Derrière la fusion des Bourses de Montréal et de Toronto se profilent deux enjeux: celui de la technologie et du savoir. Le premier est inévitable, mais le deuxième est stratégique et c'est ici que le bât risque de blesser le plus.
Les deux faces de la technologie
Le progrès technologique dans le traitement des données et les modes de communication, en rendant l'activité traditionnelle du courtage de plus en plus informatisée, entraîne un accroissement considérable du ratio des coûts fixes aux variables des places de marchés. C'est ce qui favorise les regroupements de nombreuses Bourses dans le monde. Mais ce nouveau modèle permet à l'inverse de créer plus facilement des systèmes de transactions parallèles (STP ou «alternative trading systems-ATS»), sortes de minibourses inter-institutionnelles, de croisements de marchés ou de clubs privés de transactions («dark pools») qui, dans les faits, entraînent la cannibalisation même des marchés qu'on voulait justement améliorer.
C'est ce qui s'est produit au Canada avec l'arrivée de multiples plateformes d'échanges depuis 2005 (Liquidnet, Tradebook, Pure Trading, Omega, Match Now, ATX, Block Book, CHI-X Canada). En voulant suivre le modèle américain de la fin des années 90 (plus de 40 systèmes privés et plateformes de communications électroniques -ECN), l'Ontario Securities Commission cherchait ainsi à faire baisser les tarifs de la Bourse de Toronto, comptant parmi les plus élevés au monde, et inciter une meilleure exécution des ordres.
Pour la majorité des investisseurs, meilleure exécution veut dire les commissions les moins élevées et le prix d'exécution le plus favorable. Mais l'investisseur institutionnel (caisses de retraite, sociétés de gestion, fonds communs, etc.) souhaite y ajouter les paramètres de rapidité, de certitude, de confidentialité et de coût global, dans le cadre de marchés multiples, intégrés et transparents dans la mesure du possible (AMF, Projet de règlement modifiant le Règlement 21-101).
Bourses parallèles cannibales
La création de systèmes de transactions parallèles (STP), y compris le dernier-né, Alpha, parrainé par les banques canadiennes, a un impact plus grave encore que la fusion des Bourses de Montréal et de Toronto. Cette initiative, censée voir le jour cette année, affaiblira cette dernière, dont 65 % du volume d'affaires provient des adhérents au nouveau STP. Cette fragmentation du flux des commandes pourrait réduire la largeur, la profondeur et la souplesse des marchés canadiens. Il s'ensuivra un accroissement du délai et du coût des transactions, un retard dans la découverte de la valeur intrinsèque, un accroissement de la volatilité du cours d'une transaction à l'autre et une moins bonne garantie d'atteinte du meilleur prix. Les effets de cette cannibalisation seront d'autant plus néfastes si les transactions effectuées sur le STP ne sont ni annoncées (ex-ante), ni dévoilées (ex-post). Les petits investisseurs pourraient donc être privés de la meilleure exécution possible.

— Consigne 1 —
D'après le texte sur la fusion des Bourses de Montréal et de Toronto, qui parraine le système de transactions parallèles Alpha ?
— Consigne 2 —
Écrivez la suite du texte sur la fusion des Bourses de Montréal et de Toronto, à partir de sa dernière phrase.

— Extrait des données —
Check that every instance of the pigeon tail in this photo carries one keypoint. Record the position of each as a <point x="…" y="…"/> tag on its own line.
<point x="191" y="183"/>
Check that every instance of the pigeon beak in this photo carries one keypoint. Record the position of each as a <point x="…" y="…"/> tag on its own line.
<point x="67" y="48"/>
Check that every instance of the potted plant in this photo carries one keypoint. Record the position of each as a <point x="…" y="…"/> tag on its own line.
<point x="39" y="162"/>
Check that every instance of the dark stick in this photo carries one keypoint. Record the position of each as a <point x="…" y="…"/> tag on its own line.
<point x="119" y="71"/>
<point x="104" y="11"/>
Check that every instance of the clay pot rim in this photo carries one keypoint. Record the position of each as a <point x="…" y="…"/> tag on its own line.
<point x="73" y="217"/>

— Réponse 1 —
Les banques canadiennes.

— Réponse 2 —
Certes, la création du Projet Alpha devrait être bénéfique pour l'oligopole bancaire, qui tire maintenant plus de la moitié de ses revenus de ses activités hors crédit. La concentration du secteur financier et le pouvoir de marché des banques s'accroîtront. On peut même anticiper que la pression s'accentuera pour que leur soit accordé un régulateur qu'elles pourront «apprivoiser», comme le prédit la théorie de G. Stigler, Prix Nobel d'économie. Une telle situation ne les incitera pas à réduire, par exemple, les frais de leurs fonds communs, déjà plus élevés que dans la plupart des pays industrialisés.
Bien que le niveau de la concentration ne constitue pas un indicateur fiable de l'intensité de la concurrence, l'évolution du secteur devrait donner matière à réflexion aux pouvoirs publics -- de juridiction fédérale -- qui en assurent la réglementation.
Objectifs de réglementation
Les Bourses remplissent trois fonctions traditionnelles auprès des investisseurs. Elles consistent à dissiper l'inquiétude qui entoure les transactions, à pourvoir à la liquidité des titres et à favoriser la découverte de leur valeur intrinsèque. Ces trois apports créent de la valeur, surtout pour les particuliers.
La réduction de l'inquiétude entourant les transactions intéresse plus particulièrement les petits investisseurs. Une panoplie de règlements des Bourses, tels que les conditions de l'inscription à la cote, l'exécution au meilleur prix, la surveillance des transactions, la priorité accordée au client et la compensation, diminuent l'effet d'incertitude et encouragent la participation du public.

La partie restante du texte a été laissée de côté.